(DOCUMENT SECTION)
A planned hiking, biking, and walking trail in Pittsburgh's North Hills
From 1908 to 1931, the Harmony interurban trolley line ran between Pittsburgh, Evans City, Butler and New Castle. Along a wooded valley that parallels today's Route 19, the single-track rail bed followed the only level right of way available through the North Hills' otherwise steep terrain. Today, more than 70 years after service was abandoned, its tracks are gone. Much of its old alignment has given way to pavement, housing developments, and other forms of progress.
Between Ingomar and Warrendale, however, a scenic stretch of the old Harmony right of way remains largely intact. As with many rails-to-trails projects throughout the country, its wide, flat corridor is ideal for a trail. This 4.3-mile section is where the Conservancy is initially focusing its resources.
This new trail will:
- Offer a safe and attractive opportunity for running, strolling, relaxing, and exercising.
- Encourage non-motorized travel by allowing safe routes connecting neighborhoods to schools, parks and other nearby neighborhoods.
- Offer recreation opportunities for the elderly, disabled, and those who may be wheelchair bound.
- Provide winter recreation opportunities such as cross country skiing and snowshoeing.
- Walking is the most popular activity in the United States. One million people walk two to three times a week for recreational purposes, yet we have removed the visual cues in our communities that provide us with a constant reminder to walk.
- More bicycles are sold than cars. In 1998 approximately 19.6 million bicycles were sold in the United States compared with about 15 million automobiles.
- New development does not promote pedestrian friendly environments, nor community oriented environments. Sidewalks have been eliminated as a requirement for land and subdivision development because developers have convinced communities that it is too expensive to construct sidewalks. However, it has been proven that it is no more expensive to build ten foot wide travel lanes with five foot wide sidewalks than it is to build twelve foot travel lanes without sidewalks. A Time magazine article on fitness reported, "there's a simple way for more Americans to get the activity their bodies need, and it doesn't require gym memberships or fancy equipment. The answer ... is walking. Unfortunately, most American communities were designed in the age of the automobile and aren't built for bipeds."
(End DOCUMENT SECTION)
(EXCERPTED DATA)
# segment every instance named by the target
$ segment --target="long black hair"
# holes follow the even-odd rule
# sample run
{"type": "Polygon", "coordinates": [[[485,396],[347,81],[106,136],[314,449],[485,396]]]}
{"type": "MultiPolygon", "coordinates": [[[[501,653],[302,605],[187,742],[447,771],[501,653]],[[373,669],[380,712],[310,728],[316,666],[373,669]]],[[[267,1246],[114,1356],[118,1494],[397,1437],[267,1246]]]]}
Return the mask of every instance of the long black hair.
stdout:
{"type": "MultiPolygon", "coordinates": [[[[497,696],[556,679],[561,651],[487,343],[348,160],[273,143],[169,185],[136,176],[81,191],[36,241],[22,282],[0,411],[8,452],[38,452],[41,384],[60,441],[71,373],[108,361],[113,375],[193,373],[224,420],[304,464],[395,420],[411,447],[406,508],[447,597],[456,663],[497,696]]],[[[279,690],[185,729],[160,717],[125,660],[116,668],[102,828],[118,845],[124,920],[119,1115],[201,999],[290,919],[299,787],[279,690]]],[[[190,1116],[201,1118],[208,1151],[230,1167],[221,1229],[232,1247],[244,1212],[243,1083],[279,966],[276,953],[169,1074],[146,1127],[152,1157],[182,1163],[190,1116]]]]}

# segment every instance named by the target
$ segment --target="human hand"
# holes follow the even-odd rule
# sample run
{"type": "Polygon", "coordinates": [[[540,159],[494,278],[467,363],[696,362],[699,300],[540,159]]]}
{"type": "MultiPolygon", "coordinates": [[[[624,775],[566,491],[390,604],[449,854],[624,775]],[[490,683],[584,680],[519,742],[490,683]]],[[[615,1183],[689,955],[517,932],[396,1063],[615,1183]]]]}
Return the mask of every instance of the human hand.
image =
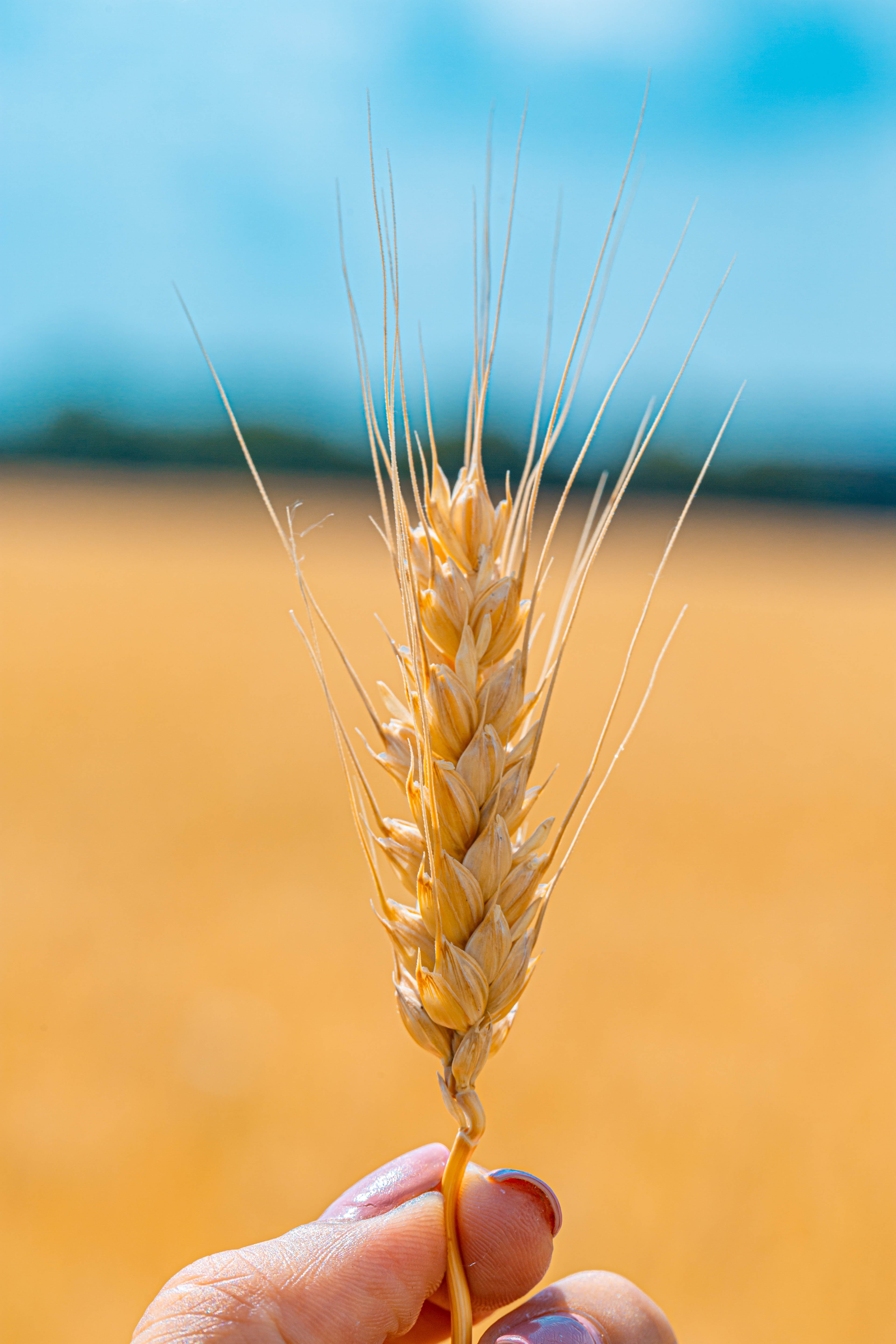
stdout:
{"type": "MultiPolygon", "coordinates": [[[[314,1223],[188,1265],[132,1344],[437,1344],[450,1337],[438,1185],[427,1144],[365,1176],[314,1223]]],[[[476,1320],[528,1293],[551,1263],[560,1206],[536,1176],[470,1163],[458,1230],[476,1320]]],[[[618,1274],[571,1274],[490,1327],[482,1344],[674,1344],[665,1316],[618,1274]]]]}

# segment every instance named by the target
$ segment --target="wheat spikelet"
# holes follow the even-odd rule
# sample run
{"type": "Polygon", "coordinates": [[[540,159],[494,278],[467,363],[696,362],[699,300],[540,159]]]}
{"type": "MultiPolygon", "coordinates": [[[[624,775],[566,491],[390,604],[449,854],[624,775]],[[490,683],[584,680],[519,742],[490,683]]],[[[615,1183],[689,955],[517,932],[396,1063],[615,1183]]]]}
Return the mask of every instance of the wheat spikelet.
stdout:
{"type": "MultiPolygon", "coordinates": [[[[660,661],[684,614],[678,616],[664,644],[638,711],[603,778],[592,790],[574,839],[557,863],[567,828],[583,804],[595,774],[657,582],[740,396],[739,391],[654,574],[586,777],[559,824],[555,817],[533,824],[532,813],[547,784],[536,773],[544,722],[586,581],[619,501],[666,411],[721,290],[720,285],[658,411],[653,413],[653,403],[647,409],[629,458],[606,501],[606,474],[600,480],[560,597],[544,665],[533,675],[532,644],[539,624],[536,609],[563,508],[610,396],[650,321],[684,239],[682,233],[645,321],[595,414],[536,558],[533,527],[539,489],[548,457],[567,419],[606,289],[615,251],[615,242],[611,245],[613,230],[639,129],[641,120],[547,423],[541,426],[549,325],[529,452],[516,492],[510,491],[508,477],[497,504],[492,500],[484,469],[482,427],[510,241],[519,142],[493,319],[489,313],[488,211],[485,216],[485,266],[476,314],[465,461],[453,487],[439,464],[426,364],[423,380],[429,450],[424,452],[410,425],[399,329],[395,207],[394,202],[390,211],[384,203],[380,206],[371,148],[383,271],[383,415],[375,405],[344,249],[343,269],[382,504],[382,524],[375,526],[391,556],[404,617],[402,636],[388,636],[395,656],[395,689],[386,683],[379,684],[382,711],[375,708],[314,601],[298,555],[297,543],[305,534],[297,535],[294,531],[294,509],[287,511],[287,528],[283,530],[255,472],[224,390],[199,341],[257,485],[296,569],[305,616],[300,620],[293,613],[293,618],[320,677],[333,720],[355,825],[376,891],[375,911],[392,950],[398,1012],[412,1039],[439,1059],[439,1087],[458,1124],[458,1136],[442,1183],[454,1344],[470,1344],[472,1339],[470,1297],[458,1245],[455,1211],[463,1169],[485,1126],[476,1091],[477,1078],[488,1058],[504,1044],[510,1032],[517,1005],[537,964],[536,943],[556,882],[582,825],[634,731],[660,661]],[[602,269],[603,282],[595,301],[602,269]],[[591,320],[586,331],[588,314],[591,320]],[[415,521],[411,517],[411,503],[415,521]],[[375,746],[368,745],[368,751],[377,769],[390,777],[398,790],[396,816],[384,816],[380,810],[336,708],[324,667],[320,628],[332,638],[361,695],[379,739],[375,746]],[[387,894],[380,862],[394,874],[400,899],[387,894]]],[[[520,129],[520,136],[521,133],[520,129]]],[[[618,241],[618,234],[615,238],[618,241]]],[[[549,310],[551,306],[552,302],[549,310]]],[[[189,319],[189,313],[187,316],[189,319]]],[[[192,325],[192,319],[189,320],[192,325]]],[[[199,340],[197,333],[196,339],[199,340]]]]}

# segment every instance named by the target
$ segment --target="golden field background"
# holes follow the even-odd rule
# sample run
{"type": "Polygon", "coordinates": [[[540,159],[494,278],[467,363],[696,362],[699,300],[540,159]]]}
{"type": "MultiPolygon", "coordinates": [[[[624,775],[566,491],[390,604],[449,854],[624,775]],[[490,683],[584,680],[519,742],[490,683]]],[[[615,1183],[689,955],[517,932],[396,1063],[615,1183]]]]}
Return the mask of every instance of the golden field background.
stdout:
(End EXCERPTED DATA)
*EXERCISE TASKS*.
• a. From the trail page, quote the passage that begins at the words "- Provide winter" and stops after "reminder to walk.".
• b. Answer these questions from the trail page:
(i) In what years did the Harmony interurban trolley line run?
(ii) How long is the section of old right of way between Ingomar and Warrendale?
(iii) About how many bicycles were sold in the United States in 1998?

*ANSWERS TO THE PROBLEMS*.
• a.
- Provide winter recreation opportunities such as cross country skiing and snowshoeing.
- Walking is the most popular activity in the United States. One million people walk two to three times a week for recreational purposes, yet we have removed the visual cues in our communities that provide us with a constant reminder to walk.

• b.
(i) From 1908 to 1931.
(ii) 4.3 miles.
(iii) About 19.6 million.